## Written exercise
Please return the passage of the pollution-study transcript from "Yes, I think" to "to the environment?", copied word for word.

Yeah, this is a great question. And you're really getting at the... It's funny how people, just going back to our prior discussion, how people have such different reactions to the assertive assumptions in this project, because I think a lot of people will say, so you're saying, well, okay, so it is a price in either case and the price itself signals disapproval. Other people, like a real pure economist economist might say, it doesn't signal disapproval. It's just the price for the behavior. And you just have to decide whether or not it's worth it to me. It's part, you do a cost benefit analysis. Is it worth it to me to speed and, and you know, there's an expected value that I will get caught and have to pay a speeding ticket. And that's how, like, there is no moral disapproval. It's just a pure price that I think about in my sort of, like, will I be deterred by this discussion or by the regulation? I did not specify a penalty for the violations because what I really, really, as I mentioned, wanted to give the anti-commodification critique the greatest chance of finding this reduction in moral stigma. And specifying a penalty, just like you said, might suggest to people that it is a price and put it into the sort of price market bucket. And if so, then what I would be doing is comparing, yeah, something like a command control mandate, but something with a market element because there's a price attached to it to another price. And so that would dampen any difference between the two. And I wanted to make sure if there is a difference that I could really highlight that and bring it out. So I didn't do that. And my sort of intuition is if I did specify the price, I would still get a null effect for that reason, right? Because then I'd be comparing it. Like for some people, it'd be just a price to a price, right?

SPEAKER_12:

Thanks. Next up, we have Tanner with a question about the choice of malzine as the pollutant in the paper.

SPEAKER_13:

Yes, I think this might have been somewhat addressed in one of Cyrus's questions in the beginning, but I'm just, again, kind of asking to speculate on some results here. So your study uses malazine, a new fictitious pollutant, and in the paper you explain why you made this choice to avoid some fixed opinions about specifically known pollutants. But you also mentioned that a limitation of the study is that people's moral views about the harms of pollutions can be generally fixed. So trying to address both of these Could you speculate on how the results of your study might differ if the pollutant question was a pre-existing or B, even if it was fictitious, if it was one with greater potential harms than what people already know or perceive about pollution to do to the environment?

SPEAKER_06:

Yeah. So I think that the real question sort of elephant in the room is like, why not use greenhouse gases or methane or. or carbon dioxide, you know, something that relates to climate change because that's what everyone cares about and is worried about at the moment, or something super, super bad, right? And the reason I didn't go either of those routes is because people already have these pre-existing strong opinions on climate change, and so then it's going to be very hard to move around opinion. And the fact that I don't find a difference would sort of mean, okay, it's because no matter what the regulatory tool, people think climate change is bad, right? So it, again, doesn't really give the anti-commodification critique the greatest chance of eliciting opinion difference. And the same thing with the, if it was greater potential harm, I worry again about the ceiling effects. And so basically the reason why, my speculation would be if I tried it either with a known pollutant or with something, a pollutant with much greater harms, I would find similar effects. Basically no difference between conditions. What could be interesting, and I thought about a little bit, is what about something that's known but much lighter touch? So something like noise pollution from lawn tools or something like that. I didn't try that, but I think that could be very interesting because that too would hopefully be able to elicit more of a difference just because it's known, but at least people I think may not have super fixed opinions about it yet. That's one possibility.

## Information shown
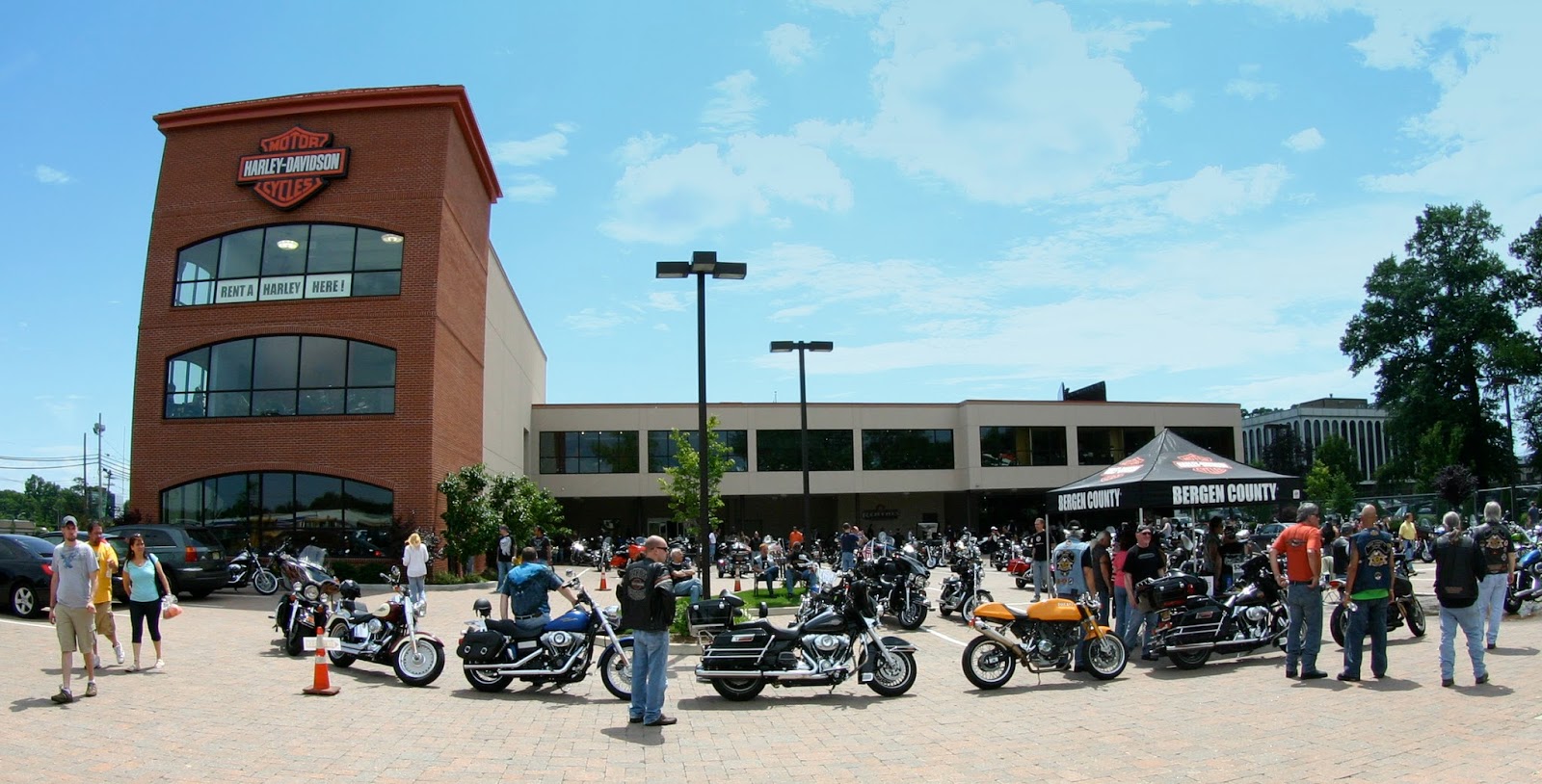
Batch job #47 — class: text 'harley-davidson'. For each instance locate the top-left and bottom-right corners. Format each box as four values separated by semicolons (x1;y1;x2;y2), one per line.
455;570;632;699
696;575;916;701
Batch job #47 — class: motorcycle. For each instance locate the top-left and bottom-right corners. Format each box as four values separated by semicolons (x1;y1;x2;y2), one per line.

## Task answer
Yes, I think this might have been somewhat addressed in one of Cyrus's questions in the beginning, but I'm just, again, kind of asking to speculate on some results here. So your study uses malazine, a new fictitious pollutant, and in the paper you explain why you made this choice to avoid some fixed opinions about specifically known pollutants. But you also mentioned that a limitation of the study is that people's moral views about the harms of pollutions can be generally fixed. So trying to address both of these Could you speculate on how the results of your study might differ if the pollutant question was a pre-existing or B, even if it was fictitious, if it was one with greater potential harms than what people already know or perceive about pollution to do to the environment?